* **TASK BRIEF**: Copy out, word for word, the stretch of items from the very start through the line that contains "POLYGON ((640 260, 229".

* **INPUT ROWS**:
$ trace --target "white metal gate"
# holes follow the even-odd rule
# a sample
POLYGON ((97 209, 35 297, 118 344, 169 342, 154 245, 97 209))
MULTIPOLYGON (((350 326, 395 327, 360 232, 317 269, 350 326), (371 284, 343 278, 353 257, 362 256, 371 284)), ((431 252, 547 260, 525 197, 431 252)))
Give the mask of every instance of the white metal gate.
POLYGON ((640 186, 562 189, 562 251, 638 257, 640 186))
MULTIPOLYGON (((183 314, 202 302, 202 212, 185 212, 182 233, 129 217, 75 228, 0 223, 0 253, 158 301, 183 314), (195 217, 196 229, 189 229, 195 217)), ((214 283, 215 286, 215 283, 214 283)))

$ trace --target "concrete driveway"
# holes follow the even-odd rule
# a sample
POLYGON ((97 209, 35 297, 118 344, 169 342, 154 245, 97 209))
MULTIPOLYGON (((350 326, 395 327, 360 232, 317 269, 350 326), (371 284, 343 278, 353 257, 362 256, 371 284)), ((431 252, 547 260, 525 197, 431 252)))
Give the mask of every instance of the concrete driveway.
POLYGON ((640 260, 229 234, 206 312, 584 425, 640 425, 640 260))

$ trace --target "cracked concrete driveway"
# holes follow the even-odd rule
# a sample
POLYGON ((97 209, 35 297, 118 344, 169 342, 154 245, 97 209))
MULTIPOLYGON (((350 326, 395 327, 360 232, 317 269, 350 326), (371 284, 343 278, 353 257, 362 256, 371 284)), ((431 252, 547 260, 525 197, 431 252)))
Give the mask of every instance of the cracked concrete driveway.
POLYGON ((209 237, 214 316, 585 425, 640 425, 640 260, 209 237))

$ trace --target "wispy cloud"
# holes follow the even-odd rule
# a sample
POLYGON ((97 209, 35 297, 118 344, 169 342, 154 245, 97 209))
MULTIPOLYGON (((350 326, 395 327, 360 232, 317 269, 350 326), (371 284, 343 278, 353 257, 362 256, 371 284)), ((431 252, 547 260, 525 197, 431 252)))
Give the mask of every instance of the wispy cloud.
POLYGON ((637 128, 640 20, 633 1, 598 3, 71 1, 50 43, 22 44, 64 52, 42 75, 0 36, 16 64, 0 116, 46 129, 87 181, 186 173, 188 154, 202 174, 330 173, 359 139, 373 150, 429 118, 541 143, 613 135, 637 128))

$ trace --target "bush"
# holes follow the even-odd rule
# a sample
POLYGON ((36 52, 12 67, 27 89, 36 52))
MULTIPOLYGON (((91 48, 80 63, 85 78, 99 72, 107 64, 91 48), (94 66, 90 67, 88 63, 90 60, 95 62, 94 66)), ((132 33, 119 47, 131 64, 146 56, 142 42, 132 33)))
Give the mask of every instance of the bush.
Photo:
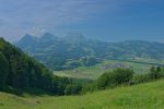
POLYGON ((105 89, 119 84, 127 84, 133 76, 133 71, 129 69, 116 69, 113 72, 104 73, 97 80, 97 88, 105 89))

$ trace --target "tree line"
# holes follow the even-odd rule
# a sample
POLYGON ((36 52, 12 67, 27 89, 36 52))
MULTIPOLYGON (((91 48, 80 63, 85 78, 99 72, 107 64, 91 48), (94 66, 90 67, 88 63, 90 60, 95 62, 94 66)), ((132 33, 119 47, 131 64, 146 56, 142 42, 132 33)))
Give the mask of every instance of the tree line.
POLYGON ((54 95, 78 95, 161 77, 164 77, 164 73, 160 66, 152 66, 149 73, 139 75, 134 75, 130 69, 116 69, 95 81, 59 77, 44 64, 0 38, 0 90, 3 92, 40 89, 54 95))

* **ANSWER FOR THIS EXERCISE**:
$ trace --target "white metal gate"
# holes follow the even-odd rule
# a sample
POLYGON ((97 209, 35 297, 118 344, 169 342, 154 245, 97 209))
MULTIPOLYGON (((350 326, 395 327, 360 232, 317 269, 350 326), (371 284, 343 278, 353 257, 362 256, 371 284)), ((431 252, 547 260, 525 197, 431 252)))
Give the mask of every instance of the white metal gate.
POLYGON ((640 186, 562 189, 562 251, 638 257, 640 186))
MULTIPOLYGON (((183 314, 202 302, 202 212, 185 212, 182 233, 129 217, 75 228, 0 223, 0 253, 158 301, 183 314), (195 217, 196 229, 189 229, 195 217)), ((214 283, 215 286, 215 283, 214 283)))

$ trace --target "concrete driveway"
# holes follow the even-odd rule
# a sample
POLYGON ((97 209, 35 297, 118 344, 169 342, 154 245, 97 209))
MULTIPOLYGON (((350 326, 395 327, 360 232, 317 269, 350 326), (371 284, 343 278, 353 257, 362 256, 371 284)), ((431 252, 547 260, 525 197, 431 252)))
Give the mask of every instance of the concrete driveway.
POLYGON ((640 260, 229 234, 206 312, 584 425, 640 425, 640 260))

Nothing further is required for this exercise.